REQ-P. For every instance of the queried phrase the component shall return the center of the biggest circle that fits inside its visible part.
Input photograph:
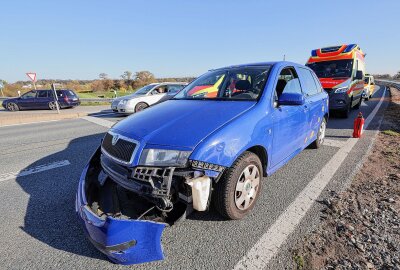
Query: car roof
(260, 64)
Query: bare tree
(103, 76)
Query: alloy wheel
(247, 187)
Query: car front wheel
(239, 188)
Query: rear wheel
(141, 106)
(11, 106)
(320, 136)
(237, 191)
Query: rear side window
(42, 94)
(318, 83)
(307, 83)
(70, 93)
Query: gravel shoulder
(360, 227)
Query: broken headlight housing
(164, 157)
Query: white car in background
(146, 96)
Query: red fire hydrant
(358, 126)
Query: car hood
(334, 82)
(180, 123)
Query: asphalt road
(39, 170)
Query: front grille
(121, 150)
(330, 49)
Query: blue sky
(80, 39)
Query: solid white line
(268, 245)
(33, 123)
(99, 121)
(37, 169)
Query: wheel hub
(247, 187)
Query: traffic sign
(32, 76)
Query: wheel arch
(262, 154)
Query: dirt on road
(360, 228)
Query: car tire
(358, 104)
(320, 136)
(52, 105)
(236, 193)
(141, 106)
(11, 106)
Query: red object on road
(32, 76)
(358, 126)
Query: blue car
(214, 142)
(42, 99)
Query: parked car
(42, 99)
(340, 70)
(156, 166)
(369, 86)
(147, 96)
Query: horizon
(175, 39)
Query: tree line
(128, 82)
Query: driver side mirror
(291, 99)
(359, 75)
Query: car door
(315, 101)
(289, 121)
(42, 99)
(27, 100)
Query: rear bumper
(123, 241)
(70, 103)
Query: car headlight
(341, 90)
(162, 157)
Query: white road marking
(99, 121)
(268, 245)
(334, 143)
(37, 169)
(32, 123)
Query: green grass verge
(391, 133)
(90, 103)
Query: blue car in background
(42, 99)
(214, 142)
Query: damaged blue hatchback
(212, 143)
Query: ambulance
(340, 70)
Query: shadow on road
(50, 214)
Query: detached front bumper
(338, 101)
(124, 241)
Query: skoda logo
(114, 140)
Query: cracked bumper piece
(124, 241)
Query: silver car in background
(146, 96)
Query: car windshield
(332, 69)
(242, 83)
(144, 90)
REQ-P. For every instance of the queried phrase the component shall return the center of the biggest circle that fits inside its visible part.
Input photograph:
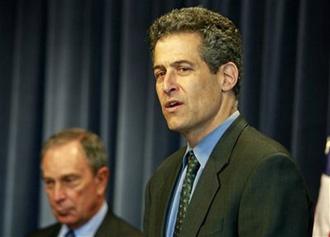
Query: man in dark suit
(230, 180)
(75, 173)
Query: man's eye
(183, 69)
(159, 74)
(71, 180)
(49, 183)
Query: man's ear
(102, 177)
(230, 76)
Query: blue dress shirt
(202, 152)
(89, 229)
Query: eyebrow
(174, 64)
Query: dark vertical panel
(311, 90)
(7, 31)
(252, 30)
(25, 110)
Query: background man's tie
(193, 166)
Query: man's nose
(59, 193)
(170, 83)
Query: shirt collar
(90, 228)
(205, 147)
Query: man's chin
(67, 220)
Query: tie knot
(193, 164)
(70, 233)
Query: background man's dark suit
(111, 226)
(249, 187)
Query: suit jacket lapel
(209, 182)
(168, 187)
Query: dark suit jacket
(111, 226)
(249, 188)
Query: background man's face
(75, 194)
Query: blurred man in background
(75, 174)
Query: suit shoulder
(121, 228)
(254, 141)
(170, 163)
(51, 230)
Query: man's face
(189, 94)
(75, 194)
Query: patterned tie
(193, 166)
(70, 233)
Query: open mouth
(172, 104)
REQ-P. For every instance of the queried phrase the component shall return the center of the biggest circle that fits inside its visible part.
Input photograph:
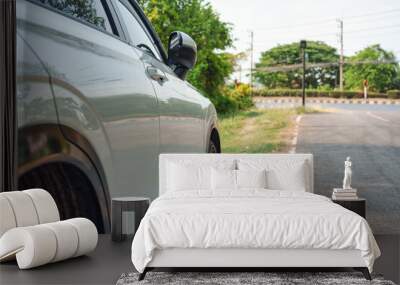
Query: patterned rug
(243, 278)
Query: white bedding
(250, 219)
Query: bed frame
(259, 259)
(249, 259)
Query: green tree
(381, 77)
(212, 36)
(289, 54)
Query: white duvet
(250, 219)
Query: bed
(246, 211)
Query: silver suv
(99, 99)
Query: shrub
(225, 104)
(393, 94)
(348, 94)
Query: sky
(365, 22)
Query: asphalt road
(370, 134)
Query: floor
(370, 135)
(110, 260)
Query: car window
(91, 11)
(136, 30)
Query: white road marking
(377, 117)
(296, 133)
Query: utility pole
(251, 62)
(341, 61)
(303, 45)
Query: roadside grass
(259, 131)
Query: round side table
(120, 207)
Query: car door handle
(156, 74)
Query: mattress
(250, 219)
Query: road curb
(327, 101)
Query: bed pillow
(223, 179)
(251, 179)
(188, 177)
(289, 175)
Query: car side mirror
(182, 53)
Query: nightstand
(358, 206)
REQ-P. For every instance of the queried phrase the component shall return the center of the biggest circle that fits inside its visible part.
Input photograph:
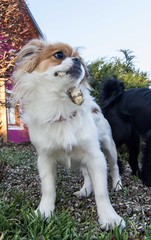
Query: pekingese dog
(65, 124)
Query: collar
(62, 119)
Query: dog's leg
(86, 189)
(133, 145)
(97, 168)
(109, 148)
(47, 172)
(146, 163)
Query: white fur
(73, 142)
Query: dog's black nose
(76, 61)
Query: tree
(123, 69)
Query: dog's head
(58, 60)
(41, 63)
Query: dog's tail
(111, 91)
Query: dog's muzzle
(74, 71)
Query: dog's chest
(70, 160)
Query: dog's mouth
(78, 73)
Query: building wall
(18, 27)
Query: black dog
(129, 114)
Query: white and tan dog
(65, 124)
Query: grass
(76, 219)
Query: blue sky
(100, 27)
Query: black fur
(129, 114)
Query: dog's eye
(59, 55)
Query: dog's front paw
(117, 186)
(112, 222)
(84, 191)
(44, 211)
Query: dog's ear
(28, 56)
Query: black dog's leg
(133, 146)
(146, 163)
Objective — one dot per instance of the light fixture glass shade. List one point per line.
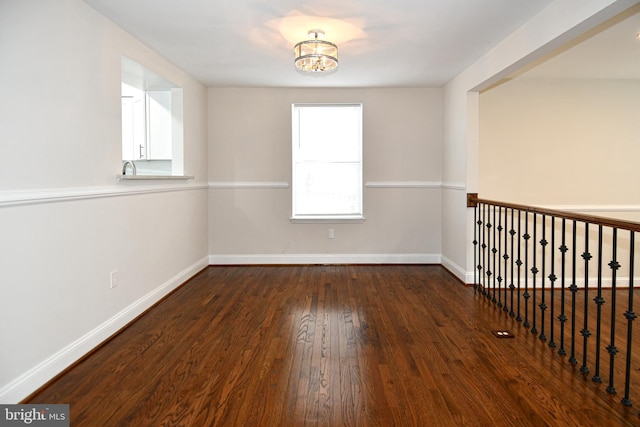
(316, 55)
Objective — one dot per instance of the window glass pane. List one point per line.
(327, 160)
(327, 188)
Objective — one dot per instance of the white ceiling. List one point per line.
(382, 43)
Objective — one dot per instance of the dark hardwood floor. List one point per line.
(329, 346)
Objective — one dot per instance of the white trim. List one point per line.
(358, 219)
(247, 185)
(455, 269)
(402, 184)
(454, 186)
(31, 197)
(153, 177)
(277, 259)
(35, 377)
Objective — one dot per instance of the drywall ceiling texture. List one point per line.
(250, 141)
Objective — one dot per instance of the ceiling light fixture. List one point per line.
(316, 55)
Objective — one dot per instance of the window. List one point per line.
(327, 161)
(151, 121)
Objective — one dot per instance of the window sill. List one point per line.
(153, 177)
(327, 220)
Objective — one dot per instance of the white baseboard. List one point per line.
(456, 270)
(279, 259)
(31, 380)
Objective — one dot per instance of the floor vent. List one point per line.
(503, 334)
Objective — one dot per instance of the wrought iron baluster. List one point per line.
(526, 295)
(499, 255)
(630, 316)
(574, 290)
(599, 302)
(476, 266)
(611, 348)
(519, 264)
(552, 279)
(512, 287)
(563, 270)
(493, 252)
(543, 305)
(585, 330)
(485, 280)
(534, 271)
(505, 256)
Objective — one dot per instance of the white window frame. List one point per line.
(356, 213)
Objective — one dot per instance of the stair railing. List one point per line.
(548, 269)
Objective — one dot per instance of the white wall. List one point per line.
(250, 146)
(65, 223)
(532, 129)
(559, 23)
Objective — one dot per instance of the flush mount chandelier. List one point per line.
(316, 55)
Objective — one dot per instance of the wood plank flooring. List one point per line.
(329, 346)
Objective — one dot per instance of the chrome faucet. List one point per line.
(133, 168)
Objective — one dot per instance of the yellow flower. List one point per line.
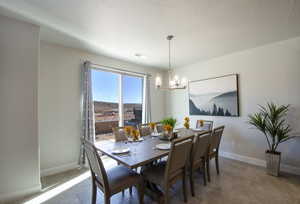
(135, 134)
(168, 128)
(128, 129)
(187, 125)
(201, 123)
(152, 125)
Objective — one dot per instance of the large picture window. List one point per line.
(118, 101)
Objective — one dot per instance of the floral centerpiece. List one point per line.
(201, 122)
(187, 122)
(135, 134)
(152, 126)
(127, 130)
(168, 126)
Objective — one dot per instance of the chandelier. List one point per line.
(174, 81)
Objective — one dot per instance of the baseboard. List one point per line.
(18, 194)
(259, 162)
(59, 169)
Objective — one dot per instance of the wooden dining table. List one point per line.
(140, 154)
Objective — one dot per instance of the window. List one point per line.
(118, 101)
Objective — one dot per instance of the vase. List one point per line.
(273, 162)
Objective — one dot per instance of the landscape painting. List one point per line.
(214, 97)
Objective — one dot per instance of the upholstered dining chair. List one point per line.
(198, 157)
(207, 124)
(166, 174)
(213, 151)
(112, 181)
(119, 134)
(144, 129)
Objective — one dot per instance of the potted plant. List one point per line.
(271, 121)
(186, 123)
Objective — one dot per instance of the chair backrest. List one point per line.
(207, 124)
(159, 127)
(178, 156)
(200, 147)
(182, 132)
(215, 139)
(119, 134)
(144, 129)
(95, 163)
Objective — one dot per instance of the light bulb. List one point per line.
(158, 81)
(183, 81)
(172, 83)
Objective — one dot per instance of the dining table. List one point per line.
(140, 153)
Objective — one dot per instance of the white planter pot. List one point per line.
(273, 163)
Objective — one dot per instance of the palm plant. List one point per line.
(271, 121)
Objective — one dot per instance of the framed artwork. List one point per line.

====

## What is being asked
From the line containing "Objective — one dot per instance of the vase." down to the last line of the material, each line is to be retyped exactly; no other lines belong in the answer.

## Answer for this exercise
Objective — one dot per instance of the vase. List one point per line.
(273, 162)
Objective — one dot per instance of the landscape painting. List one point per line.
(214, 97)
Objective — one dot per instance of the upholstered dining chair. List one point per line.
(198, 157)
(207, 124)
(166, 174)
(213, 151)
(112, 181)
(119, 134)
(144, 129)
Objective — one dot per instance of the potted plant. List one point per line.
(271, 121)
(186, 123)
Objective — one dot per instance of the chair backrest. List one point per line.
(207, 124)
(159, 127)
(178, 156)
(200, 147)
(182, 132)
(215, 139)
(119, 134)
(144, 129)
(95, 163)
Objective — one dot per instance of the light bulb. List one point per line.
(158, 81)
(183, 81)
(172, 83)
Objective — one dot per instance of the dining table. List one point per line.
(140, 153)
Objective — one dot per instance of the white planter pot. List one point per line.
(273, 163)
Objective — one dot per instance of the palm plant. List one point per line.
(271, 121)
Objective — one dot per instance of the framed artwork. List one point per line.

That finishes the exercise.